The task: Can you render every line of the entries below as a numbered list, leaving out any blank lines?

— START The input —

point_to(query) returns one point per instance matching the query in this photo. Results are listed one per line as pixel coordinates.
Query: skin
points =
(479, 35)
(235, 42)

— END The input —

Task response:
1. point_to(query) returns one point per instance matching the query in this photo. Results are listed one per line as pixel coordinates.
2. Query: skin
3. points =
4. (479, 35)
5. (235, 42)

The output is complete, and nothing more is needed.